[THE TASK]:
Give the total of lines holding the word "headstone" in the records below, and nothing else.

Image-grounded pointing data

# # #

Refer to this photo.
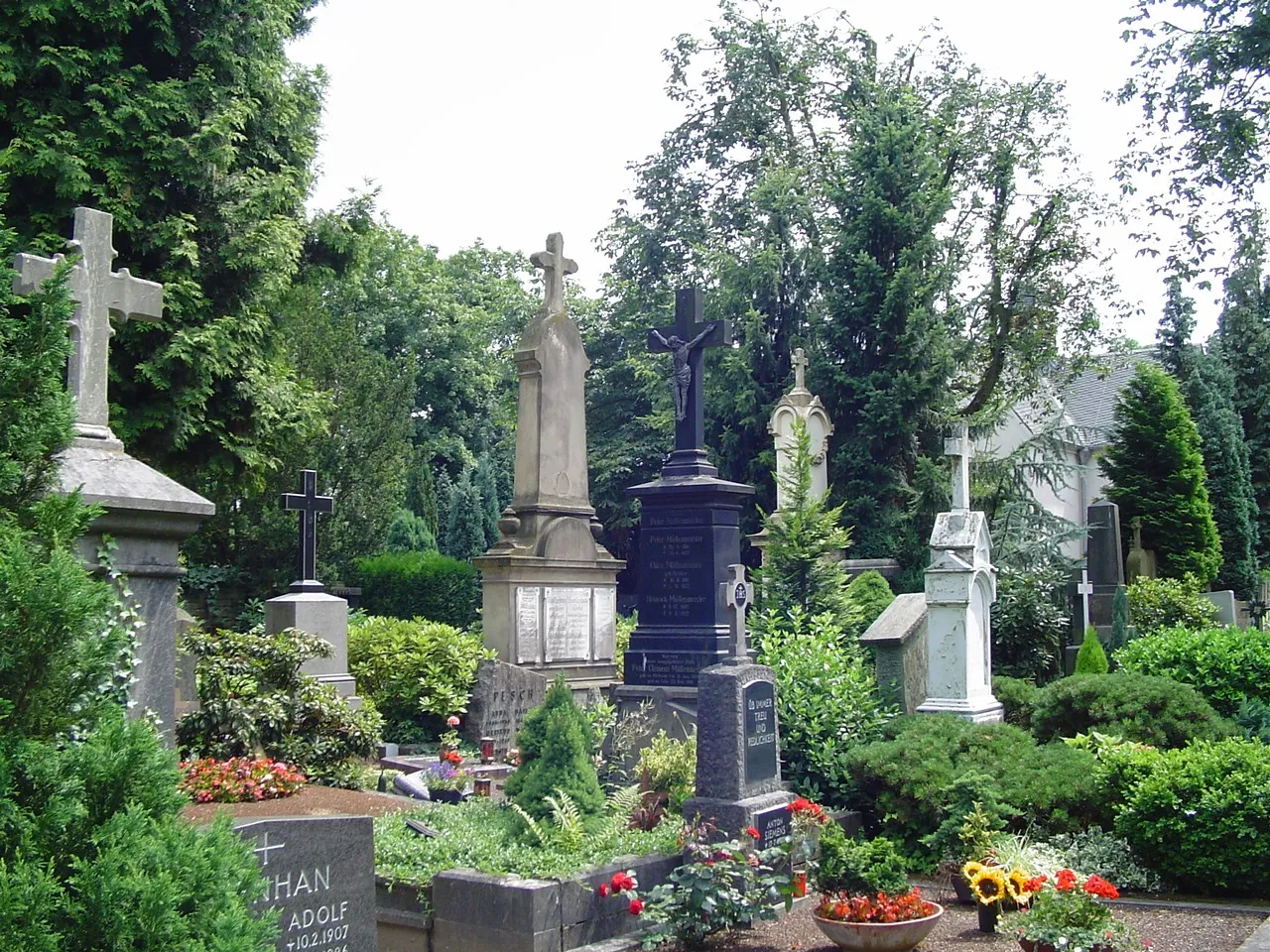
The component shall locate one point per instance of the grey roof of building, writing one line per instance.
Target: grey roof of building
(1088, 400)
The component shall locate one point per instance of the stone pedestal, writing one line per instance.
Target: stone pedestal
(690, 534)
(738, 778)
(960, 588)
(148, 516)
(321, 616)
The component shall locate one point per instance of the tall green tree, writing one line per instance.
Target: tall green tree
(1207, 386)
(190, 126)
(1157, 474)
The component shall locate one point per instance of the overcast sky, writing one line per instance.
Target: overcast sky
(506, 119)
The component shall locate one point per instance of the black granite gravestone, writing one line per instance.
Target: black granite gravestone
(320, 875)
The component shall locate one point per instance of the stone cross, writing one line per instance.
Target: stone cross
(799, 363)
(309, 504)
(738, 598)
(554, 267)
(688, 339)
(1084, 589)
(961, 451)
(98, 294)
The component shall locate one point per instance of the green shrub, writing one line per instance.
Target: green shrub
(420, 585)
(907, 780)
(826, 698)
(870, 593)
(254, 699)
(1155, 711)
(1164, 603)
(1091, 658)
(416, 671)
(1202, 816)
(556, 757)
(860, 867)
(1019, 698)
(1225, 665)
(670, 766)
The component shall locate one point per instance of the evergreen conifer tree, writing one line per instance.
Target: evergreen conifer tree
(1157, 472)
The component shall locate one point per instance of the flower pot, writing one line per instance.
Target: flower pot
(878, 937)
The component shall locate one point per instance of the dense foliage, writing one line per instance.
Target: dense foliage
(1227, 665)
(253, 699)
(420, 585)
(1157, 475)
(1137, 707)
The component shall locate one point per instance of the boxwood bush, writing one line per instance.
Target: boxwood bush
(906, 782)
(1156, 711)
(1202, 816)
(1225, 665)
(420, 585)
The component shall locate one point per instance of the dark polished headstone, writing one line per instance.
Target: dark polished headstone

# # #

[WRITTEN SOLUTION]:
2